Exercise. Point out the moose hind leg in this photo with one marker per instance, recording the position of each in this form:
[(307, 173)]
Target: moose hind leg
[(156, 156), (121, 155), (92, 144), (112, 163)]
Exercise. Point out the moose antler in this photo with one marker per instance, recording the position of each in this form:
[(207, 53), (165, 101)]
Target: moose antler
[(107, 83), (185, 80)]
☆ ☆ ☆ ☆
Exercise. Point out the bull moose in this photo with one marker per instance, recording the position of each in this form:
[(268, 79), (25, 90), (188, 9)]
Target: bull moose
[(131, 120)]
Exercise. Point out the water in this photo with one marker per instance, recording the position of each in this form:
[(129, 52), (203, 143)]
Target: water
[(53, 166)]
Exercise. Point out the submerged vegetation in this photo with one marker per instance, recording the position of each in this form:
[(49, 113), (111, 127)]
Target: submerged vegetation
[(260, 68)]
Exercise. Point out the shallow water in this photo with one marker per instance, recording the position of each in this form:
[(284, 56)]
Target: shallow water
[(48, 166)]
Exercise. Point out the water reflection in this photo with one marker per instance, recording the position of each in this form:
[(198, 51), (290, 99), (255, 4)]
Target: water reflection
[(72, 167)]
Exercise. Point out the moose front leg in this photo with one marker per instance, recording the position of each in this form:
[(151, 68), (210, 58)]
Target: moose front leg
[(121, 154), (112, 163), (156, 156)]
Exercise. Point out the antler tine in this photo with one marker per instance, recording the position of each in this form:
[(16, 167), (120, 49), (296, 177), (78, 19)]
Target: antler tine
☆ ☆ ☆ ☆
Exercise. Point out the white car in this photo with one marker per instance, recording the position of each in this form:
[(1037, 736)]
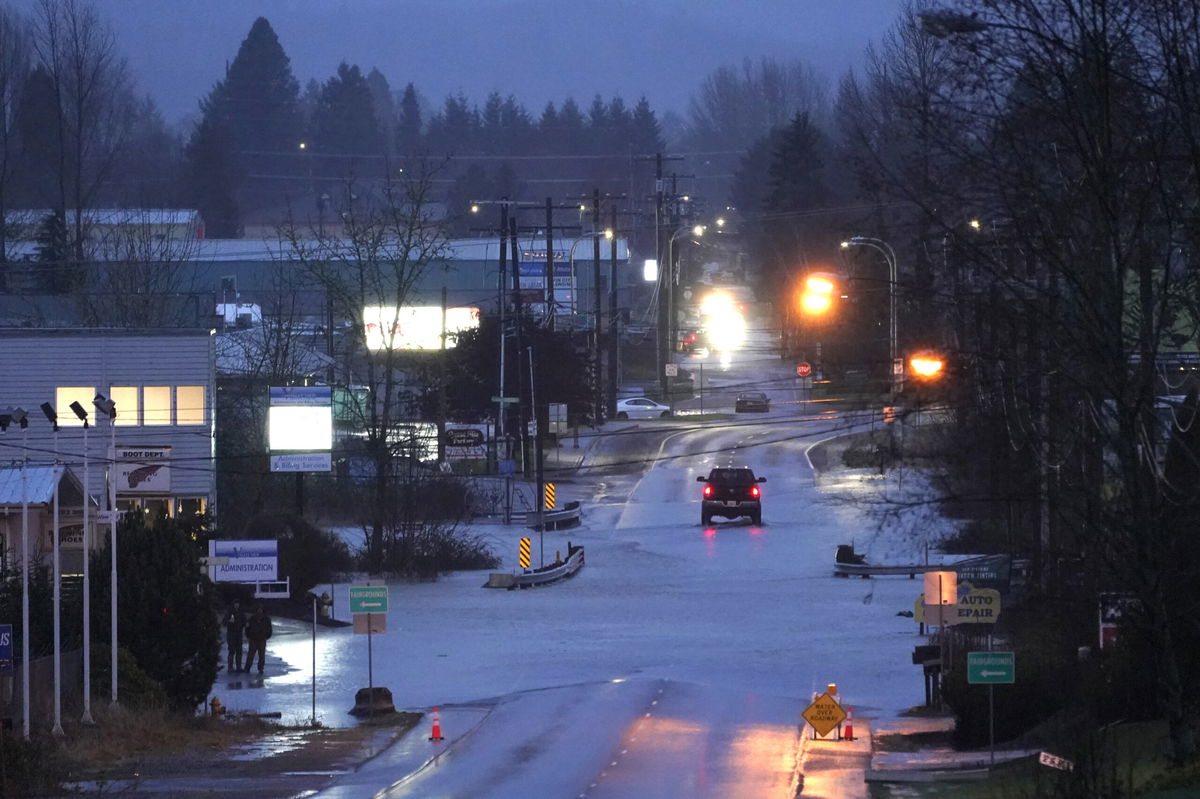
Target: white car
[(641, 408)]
☆ ☆ ☆ ☆
→ LO QUE SE PIDE
Edita los registros desde la línea que contiene "Exercise. Point out the moose hind" hasta la que contiene "[(107, 83), (185, 80)]", ambas incluidas, cambiando "hind leg" por "front leg" sin alterar nada más. Devuelve únicamente esas líneas.

→ RESPUESTA
Exercise. Point out the moose front leg in this photo with one marker per instance, recording the position of each in this form:
[(307, 173)]
Target: moose front leg
[(156, 156), (121, 155), (92, 144), (112, 163)]
Exercise. Point out the moose antler in this photo with one marker per instance, recording the position of each in this form:
[(207, 53), (165, 101)]
Target: moose antler
[(107, 83), (185, 80)]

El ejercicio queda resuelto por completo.